Descrucificar é evangelizar

Crónica de Frei Bento Domingues no PÚBLICO



«As notícias do Santuário de Fátima neutralizam o que Bergoglio trouxe de novo: uma evangelização nova, libertadora, descrucificante.»

1. Será que Deus é sádico, Jesus suicida e a Senhora de Fátima, para aliviar o Céu ofendido, sacrifica crianças inocentes?
Não tenho qualquer resposta para estas perguntas que regressam sempre como as gripes. Não as considero desprezíveis, embora nem todos as formulam de forma tão brutal. Passada a euforia da visita do Papa à Cova da Iria, essa questão tornar-se-á ainda mais aguda. Para erradicar a violência em nome de Deus, é fundamental desmascarar todos os lugares onde ela se disfarça. Ainda na missa da quarta-feira da passada Semana Santa embati numa oração que renego: “Senhor nosso Deus, que, para nos libertar do poder do inimigo, quisestes que o Vosso Filho sofresse o suplício da cruz, concedei aos vossos servos a graça da ressurreição.”
Será verdade que Deus, para nos libertar do poder do mal, precisava de fazer morrer o seu Filho no horror da cruz? Gostará Deus do sofrimento de quem mais ama? Poderá ser invocado como Deus um ser tão sádico?

■ O que se pede
1. Segundo a crónica sobre Fátima, em que missa surgiu a oração que o cronista renega?
2. Transcreva, dos registos, as linhas que vão desde a que contém "Target: tall glass jar" até à que contém "[[[118,79],[126,10],[124,0],[21,0],[19,28],[31,94],[68,75]]]", ambas incluídas.
O texto e os registos não têm qualquer relação entre si.

■ Dados fornecidos
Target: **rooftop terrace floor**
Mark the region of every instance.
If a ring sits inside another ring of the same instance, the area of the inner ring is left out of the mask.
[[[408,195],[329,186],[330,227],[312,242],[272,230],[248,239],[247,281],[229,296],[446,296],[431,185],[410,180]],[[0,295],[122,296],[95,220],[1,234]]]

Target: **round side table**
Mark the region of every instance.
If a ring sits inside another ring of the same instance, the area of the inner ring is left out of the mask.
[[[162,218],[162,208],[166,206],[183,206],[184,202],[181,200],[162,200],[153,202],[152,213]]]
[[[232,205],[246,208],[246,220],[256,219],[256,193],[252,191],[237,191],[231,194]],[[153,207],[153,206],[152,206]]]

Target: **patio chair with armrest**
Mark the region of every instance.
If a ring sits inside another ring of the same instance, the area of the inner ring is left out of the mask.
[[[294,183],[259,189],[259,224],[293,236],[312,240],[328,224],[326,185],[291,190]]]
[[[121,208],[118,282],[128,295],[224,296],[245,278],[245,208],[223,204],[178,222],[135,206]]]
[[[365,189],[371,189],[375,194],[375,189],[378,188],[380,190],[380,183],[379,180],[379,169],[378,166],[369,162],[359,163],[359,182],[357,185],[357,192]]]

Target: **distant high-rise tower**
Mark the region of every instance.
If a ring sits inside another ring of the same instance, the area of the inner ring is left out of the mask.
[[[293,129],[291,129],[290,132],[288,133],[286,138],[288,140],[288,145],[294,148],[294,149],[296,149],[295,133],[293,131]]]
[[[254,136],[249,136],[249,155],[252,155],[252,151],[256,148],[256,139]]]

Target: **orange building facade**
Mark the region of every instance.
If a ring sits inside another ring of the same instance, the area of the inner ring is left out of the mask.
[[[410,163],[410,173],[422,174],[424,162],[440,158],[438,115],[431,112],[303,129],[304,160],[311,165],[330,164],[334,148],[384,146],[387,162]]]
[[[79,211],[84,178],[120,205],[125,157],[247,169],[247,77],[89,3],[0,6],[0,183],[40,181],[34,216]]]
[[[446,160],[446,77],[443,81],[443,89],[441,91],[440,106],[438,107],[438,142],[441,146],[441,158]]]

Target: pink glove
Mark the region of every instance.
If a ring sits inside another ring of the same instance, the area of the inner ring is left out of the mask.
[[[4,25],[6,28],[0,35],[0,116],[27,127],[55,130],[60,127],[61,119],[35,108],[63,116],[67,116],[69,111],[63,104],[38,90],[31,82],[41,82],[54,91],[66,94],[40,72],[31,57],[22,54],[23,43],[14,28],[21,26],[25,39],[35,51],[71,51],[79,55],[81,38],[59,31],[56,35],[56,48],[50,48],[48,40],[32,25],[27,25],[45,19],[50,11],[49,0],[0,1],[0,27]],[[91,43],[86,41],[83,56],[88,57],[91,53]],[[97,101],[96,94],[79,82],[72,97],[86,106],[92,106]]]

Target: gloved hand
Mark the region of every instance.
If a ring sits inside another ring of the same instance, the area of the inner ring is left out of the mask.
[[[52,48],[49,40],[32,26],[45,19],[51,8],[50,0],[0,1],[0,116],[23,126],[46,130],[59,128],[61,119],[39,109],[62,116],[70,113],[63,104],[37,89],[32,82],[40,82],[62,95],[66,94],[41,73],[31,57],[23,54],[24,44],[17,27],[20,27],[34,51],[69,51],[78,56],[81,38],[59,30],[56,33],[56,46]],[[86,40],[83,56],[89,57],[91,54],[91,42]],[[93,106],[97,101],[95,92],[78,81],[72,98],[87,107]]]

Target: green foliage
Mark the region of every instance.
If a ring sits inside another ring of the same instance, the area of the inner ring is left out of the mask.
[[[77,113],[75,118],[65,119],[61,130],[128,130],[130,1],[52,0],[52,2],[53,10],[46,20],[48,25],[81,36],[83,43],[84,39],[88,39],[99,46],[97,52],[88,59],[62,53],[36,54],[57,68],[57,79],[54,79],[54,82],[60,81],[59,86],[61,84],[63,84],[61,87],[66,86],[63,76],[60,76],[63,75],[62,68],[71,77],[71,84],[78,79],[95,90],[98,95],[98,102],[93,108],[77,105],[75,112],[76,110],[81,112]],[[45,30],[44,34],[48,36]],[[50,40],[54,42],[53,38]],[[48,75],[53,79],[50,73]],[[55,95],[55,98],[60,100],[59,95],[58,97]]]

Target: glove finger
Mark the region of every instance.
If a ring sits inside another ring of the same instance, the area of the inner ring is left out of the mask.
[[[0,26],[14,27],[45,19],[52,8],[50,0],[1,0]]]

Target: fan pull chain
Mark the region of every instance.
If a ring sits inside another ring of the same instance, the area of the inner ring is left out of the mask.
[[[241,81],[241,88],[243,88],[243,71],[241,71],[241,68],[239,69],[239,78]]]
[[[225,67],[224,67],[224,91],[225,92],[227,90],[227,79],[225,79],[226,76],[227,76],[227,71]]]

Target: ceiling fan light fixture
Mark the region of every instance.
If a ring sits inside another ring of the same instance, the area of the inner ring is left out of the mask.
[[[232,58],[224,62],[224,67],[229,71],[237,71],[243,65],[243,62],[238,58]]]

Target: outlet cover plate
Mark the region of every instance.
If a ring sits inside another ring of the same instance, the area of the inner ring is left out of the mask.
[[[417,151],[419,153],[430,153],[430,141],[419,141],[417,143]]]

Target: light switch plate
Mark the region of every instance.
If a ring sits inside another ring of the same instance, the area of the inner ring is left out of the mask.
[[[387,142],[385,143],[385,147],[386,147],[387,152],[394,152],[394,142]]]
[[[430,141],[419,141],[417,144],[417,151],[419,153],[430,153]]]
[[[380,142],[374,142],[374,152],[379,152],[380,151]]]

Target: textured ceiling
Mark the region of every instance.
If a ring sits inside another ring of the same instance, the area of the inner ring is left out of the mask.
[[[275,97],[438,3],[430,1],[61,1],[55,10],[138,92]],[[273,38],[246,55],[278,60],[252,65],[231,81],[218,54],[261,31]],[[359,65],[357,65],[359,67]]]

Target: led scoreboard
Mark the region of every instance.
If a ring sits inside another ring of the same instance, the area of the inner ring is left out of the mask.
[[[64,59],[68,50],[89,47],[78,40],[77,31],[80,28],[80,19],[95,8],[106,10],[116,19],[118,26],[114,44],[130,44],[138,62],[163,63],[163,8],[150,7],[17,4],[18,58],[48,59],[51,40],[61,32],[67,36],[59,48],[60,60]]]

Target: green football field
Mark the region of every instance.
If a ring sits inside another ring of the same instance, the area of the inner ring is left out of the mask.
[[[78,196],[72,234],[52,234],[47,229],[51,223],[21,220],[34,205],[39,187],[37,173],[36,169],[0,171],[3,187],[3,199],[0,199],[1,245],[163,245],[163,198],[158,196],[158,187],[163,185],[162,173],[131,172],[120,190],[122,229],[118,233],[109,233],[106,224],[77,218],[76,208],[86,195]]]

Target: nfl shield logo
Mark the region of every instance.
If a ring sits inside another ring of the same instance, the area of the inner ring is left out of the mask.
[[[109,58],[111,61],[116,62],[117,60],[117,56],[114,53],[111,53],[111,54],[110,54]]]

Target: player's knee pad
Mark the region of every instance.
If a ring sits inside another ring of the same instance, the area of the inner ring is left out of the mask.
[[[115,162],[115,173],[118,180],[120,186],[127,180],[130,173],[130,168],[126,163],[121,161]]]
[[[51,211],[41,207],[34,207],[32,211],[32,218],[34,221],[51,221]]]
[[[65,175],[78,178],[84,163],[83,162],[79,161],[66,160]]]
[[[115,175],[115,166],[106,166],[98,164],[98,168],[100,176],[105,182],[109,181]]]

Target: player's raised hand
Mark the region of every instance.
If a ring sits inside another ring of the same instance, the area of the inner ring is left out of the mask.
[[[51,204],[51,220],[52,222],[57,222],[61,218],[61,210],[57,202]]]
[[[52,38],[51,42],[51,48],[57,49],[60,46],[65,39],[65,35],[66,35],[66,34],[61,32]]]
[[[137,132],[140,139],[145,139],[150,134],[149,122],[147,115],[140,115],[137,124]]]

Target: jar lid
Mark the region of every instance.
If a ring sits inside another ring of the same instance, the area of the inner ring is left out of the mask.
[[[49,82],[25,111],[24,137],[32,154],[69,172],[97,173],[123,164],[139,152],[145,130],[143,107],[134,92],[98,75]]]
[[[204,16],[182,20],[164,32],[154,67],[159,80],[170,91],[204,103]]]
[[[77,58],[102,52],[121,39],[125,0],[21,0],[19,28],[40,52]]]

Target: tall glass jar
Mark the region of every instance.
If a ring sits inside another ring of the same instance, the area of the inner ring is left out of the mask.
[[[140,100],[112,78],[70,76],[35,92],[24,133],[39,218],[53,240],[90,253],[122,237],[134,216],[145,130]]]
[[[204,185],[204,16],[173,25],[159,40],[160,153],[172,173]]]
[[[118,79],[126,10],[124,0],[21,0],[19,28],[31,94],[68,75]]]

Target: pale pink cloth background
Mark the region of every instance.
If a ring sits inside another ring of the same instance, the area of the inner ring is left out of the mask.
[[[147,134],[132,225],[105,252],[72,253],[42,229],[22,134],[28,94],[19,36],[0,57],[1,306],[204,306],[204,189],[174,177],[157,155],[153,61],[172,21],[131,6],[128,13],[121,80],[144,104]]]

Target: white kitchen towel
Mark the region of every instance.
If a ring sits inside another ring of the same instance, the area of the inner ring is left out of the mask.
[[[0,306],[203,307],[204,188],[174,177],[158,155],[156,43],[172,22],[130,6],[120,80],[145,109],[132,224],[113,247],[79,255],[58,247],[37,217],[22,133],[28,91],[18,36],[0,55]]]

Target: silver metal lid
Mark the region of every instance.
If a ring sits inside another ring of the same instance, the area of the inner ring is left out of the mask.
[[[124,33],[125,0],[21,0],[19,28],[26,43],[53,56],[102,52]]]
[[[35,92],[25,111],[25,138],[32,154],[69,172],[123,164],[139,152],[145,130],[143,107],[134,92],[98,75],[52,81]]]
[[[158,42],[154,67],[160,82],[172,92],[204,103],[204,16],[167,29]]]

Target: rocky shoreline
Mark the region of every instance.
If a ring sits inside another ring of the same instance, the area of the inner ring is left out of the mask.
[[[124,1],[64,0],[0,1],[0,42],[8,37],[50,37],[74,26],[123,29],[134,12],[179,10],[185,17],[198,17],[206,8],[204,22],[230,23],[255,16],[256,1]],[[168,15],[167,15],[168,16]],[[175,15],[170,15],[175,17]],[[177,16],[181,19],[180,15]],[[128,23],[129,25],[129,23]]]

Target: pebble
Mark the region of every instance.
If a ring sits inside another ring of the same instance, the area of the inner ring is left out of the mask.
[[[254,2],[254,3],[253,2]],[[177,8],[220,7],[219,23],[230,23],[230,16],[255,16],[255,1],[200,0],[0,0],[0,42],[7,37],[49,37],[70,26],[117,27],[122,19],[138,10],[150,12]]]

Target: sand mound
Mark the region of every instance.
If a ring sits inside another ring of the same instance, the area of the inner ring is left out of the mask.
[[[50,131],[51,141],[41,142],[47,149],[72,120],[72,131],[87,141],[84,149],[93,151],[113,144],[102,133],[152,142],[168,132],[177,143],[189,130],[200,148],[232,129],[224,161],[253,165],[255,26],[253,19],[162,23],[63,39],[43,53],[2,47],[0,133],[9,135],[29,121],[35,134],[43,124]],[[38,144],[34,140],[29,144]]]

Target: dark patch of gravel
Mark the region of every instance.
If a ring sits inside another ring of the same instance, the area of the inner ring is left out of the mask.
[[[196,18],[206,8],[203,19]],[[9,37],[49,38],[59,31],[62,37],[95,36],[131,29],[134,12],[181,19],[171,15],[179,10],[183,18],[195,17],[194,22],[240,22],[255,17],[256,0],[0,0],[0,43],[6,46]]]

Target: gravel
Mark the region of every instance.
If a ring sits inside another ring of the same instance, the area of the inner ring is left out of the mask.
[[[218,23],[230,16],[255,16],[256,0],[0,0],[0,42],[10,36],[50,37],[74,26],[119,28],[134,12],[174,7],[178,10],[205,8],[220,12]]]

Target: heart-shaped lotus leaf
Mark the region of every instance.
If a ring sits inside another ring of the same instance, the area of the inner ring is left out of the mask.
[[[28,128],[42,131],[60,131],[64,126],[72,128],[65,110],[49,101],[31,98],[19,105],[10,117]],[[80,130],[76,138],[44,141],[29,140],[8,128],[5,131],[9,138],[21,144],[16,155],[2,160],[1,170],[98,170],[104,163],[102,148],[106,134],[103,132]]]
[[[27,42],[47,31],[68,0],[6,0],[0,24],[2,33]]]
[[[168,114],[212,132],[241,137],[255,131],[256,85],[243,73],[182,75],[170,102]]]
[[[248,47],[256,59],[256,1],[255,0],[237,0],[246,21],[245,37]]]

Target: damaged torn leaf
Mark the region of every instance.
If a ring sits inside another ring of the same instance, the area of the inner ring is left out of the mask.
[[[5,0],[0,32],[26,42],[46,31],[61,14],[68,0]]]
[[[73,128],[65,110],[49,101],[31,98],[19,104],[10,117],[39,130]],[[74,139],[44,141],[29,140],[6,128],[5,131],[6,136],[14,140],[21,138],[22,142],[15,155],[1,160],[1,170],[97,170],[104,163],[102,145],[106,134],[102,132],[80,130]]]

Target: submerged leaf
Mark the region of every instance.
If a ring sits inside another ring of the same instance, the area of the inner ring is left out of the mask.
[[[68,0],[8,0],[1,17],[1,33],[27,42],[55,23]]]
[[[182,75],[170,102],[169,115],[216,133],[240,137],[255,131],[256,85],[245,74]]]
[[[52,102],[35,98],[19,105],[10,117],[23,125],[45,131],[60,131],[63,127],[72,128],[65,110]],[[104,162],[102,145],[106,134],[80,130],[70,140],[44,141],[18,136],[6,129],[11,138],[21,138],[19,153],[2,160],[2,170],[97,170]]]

■ Soluções
1. Na missa da quarta-feira da passada Semana Santa.

2.
Target: tall glass jar
Mark the region of every instance.
If a ring sits inside another ring of the same instance, the area of the inner ring is left out of the mask.
[[[140,100],[112,78],[70,76],[35,92],[24,133],[39,218],[53,240],[90,253],[122,237],[134,216],[145,130]]]
[[[204,185],[204,16],[173,25],[159,40],[160,153],[172,173]]]
[[[118,79],[126,10],[124,0],[21,0],[19,28],[31,94],[68,75]]]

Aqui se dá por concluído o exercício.